Natural-language object grounding data
┏━━
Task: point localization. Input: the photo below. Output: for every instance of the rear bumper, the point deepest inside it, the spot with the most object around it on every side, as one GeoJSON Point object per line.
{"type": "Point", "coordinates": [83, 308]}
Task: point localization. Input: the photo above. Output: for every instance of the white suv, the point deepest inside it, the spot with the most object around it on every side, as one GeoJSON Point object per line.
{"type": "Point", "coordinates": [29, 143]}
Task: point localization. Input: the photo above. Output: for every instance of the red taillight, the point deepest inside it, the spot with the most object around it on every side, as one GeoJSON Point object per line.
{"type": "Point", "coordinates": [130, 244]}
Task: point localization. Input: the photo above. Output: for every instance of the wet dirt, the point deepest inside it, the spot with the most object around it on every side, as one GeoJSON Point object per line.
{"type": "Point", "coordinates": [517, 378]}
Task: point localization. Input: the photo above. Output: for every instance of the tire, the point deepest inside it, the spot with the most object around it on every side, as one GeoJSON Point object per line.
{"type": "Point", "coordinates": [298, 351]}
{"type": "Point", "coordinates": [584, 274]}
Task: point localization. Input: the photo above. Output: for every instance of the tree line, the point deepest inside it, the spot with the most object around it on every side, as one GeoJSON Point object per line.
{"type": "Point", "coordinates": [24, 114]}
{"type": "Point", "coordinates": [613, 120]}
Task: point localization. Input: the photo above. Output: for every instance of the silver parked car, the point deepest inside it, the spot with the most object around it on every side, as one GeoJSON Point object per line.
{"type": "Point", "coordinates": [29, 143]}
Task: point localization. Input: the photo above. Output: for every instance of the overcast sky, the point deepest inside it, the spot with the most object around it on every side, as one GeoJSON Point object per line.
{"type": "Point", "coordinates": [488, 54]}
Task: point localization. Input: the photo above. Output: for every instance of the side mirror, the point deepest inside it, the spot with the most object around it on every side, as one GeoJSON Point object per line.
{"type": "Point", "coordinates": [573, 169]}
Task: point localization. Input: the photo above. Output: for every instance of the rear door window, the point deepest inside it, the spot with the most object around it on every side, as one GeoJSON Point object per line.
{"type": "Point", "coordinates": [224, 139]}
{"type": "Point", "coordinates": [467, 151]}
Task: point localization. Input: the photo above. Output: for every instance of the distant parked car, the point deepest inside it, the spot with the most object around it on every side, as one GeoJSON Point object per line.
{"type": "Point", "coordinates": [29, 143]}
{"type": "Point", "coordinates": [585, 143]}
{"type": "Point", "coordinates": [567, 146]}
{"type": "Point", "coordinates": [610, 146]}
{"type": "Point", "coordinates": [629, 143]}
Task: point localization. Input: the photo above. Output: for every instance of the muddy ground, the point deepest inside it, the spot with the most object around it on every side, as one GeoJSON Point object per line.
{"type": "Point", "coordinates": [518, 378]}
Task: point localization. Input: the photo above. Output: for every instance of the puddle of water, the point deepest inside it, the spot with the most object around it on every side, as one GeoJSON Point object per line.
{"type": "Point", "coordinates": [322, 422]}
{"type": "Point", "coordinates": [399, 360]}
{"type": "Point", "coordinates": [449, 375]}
┗━━
_Description of the task:_
All entries should be given again precisely as they appear above.

_Task output:_
Task: point localization. Input: the photo below. Output: for every instance of the rear bumper, the point deepest inside it, the spot with the most object around it on every side, as one GeoJSON Point object per line.
{"type": "Point", "coordinates": [83, 308]}
Task: point localization. Input: the photo above. Output: for every instance of the white suv, the point deepest inside it, the spot with the most object around it on every side, as one GeoJSON Point object per line.
{"type": "Point", "coordinates": [29, 143]}
Task: point localization. Input: the photo above. Output: for every instance of the red taillight, the point deepest inside it, the spot with the most object around it on every side, as one GeoJSON Point object per line.
{"type": "Point", "coordinates": [130, 244]}
Task: point localization. Input: the photo above. Output: for every instance of the wet dirt, the point deepest inside it, the spot with the most object around it on every side, as one GeoJSON Point object per line.
{"type": "Point", "coordinates": [517, 378]}
Task: point localization. Input: the photo above. Output: for every instance of the tire, the point deepest inside it, the spot with the most object around it on every side, as one GeoJSON Point object per line.
{"type": "Point", "coordinates": [298, 351]}
{"type": "Point", "coordinates": [584, 274]}
Task: point localization. Input: the photo above. Output: for every instance of the tree line, the point deepest inside it, the spot with the most object around it on every side, as one GeoJSON Point object per line.
{"type": "Point", "coordinates": [24, 114]}
{"type": "Point", "coordinates": [613, 120]}
Task: point localization. Input: the photo above. Output: for every instance of the silver parked car, the point deepest inside it, the spot with the most object around it on every side, as one GeoJSON Point object per line.
{"type": "Point", "coordinates": [29, 143]}
Task: point localization. Input: the photo above. Output: for every instance of the overcast sky, the point deepest inside it, the spot with the most object around it on every side, as one GeoJSON Point object per line.
{"type": "Point", "coordinates": [488, 54]}
Task: point localization. Input: the photo above. Output: for every instance of the side mirror, the point deepest inside it, the spot with the most object around it on every side, as one GeoJSON Point object per line.
{"type": "Point", "coordinates": [573, 169]}
Task: point localization. Input: the photo above. Output: for every instance of the rear door window, the point deepest inside it, the spot with the most object around it on every side, as one GeoJSON Point object per line.
{"type": "Point", "coordinates": [224, 139]}
{"type": "Point", "coordinates": [467, 151]}
Task: point localization. Input: the photo above. Output: for every instance of the distant parked car, the point deepest inside it, the spot with the most object around it on every side, as one GeoJSON Point object per line.
{"type": "Point", "coordinates": [29, 143]}
{"type": "Point", "coordinates": [585, 143]}
{"type": "Point", "coordinates": [567, 146]}
{"type": "Point", "coordinates": [610, 146]}
{"type": "Point", "coordinates": [629, 143]}
Task: point localization. Input: the photo above. Output: for every instance of the muddy ground, the point deepest inside it, the spot with the most object around it on every side, as one GeoJSON Point object per line.
{"type": "Point", "coordinates": [518, 378]}
Task: point localization. Input: the photo above. Output: for every instance of the puddle of water, the point deepest inside it, the spot with the most object around it on every side, as one GeoJSON Point object per line.
{"type": "Point", "coordinates": [322, 422]}
{"type": "Point", "coordinates": [399, 360]}
{"type": "Point", "coordinates": [449, 375]}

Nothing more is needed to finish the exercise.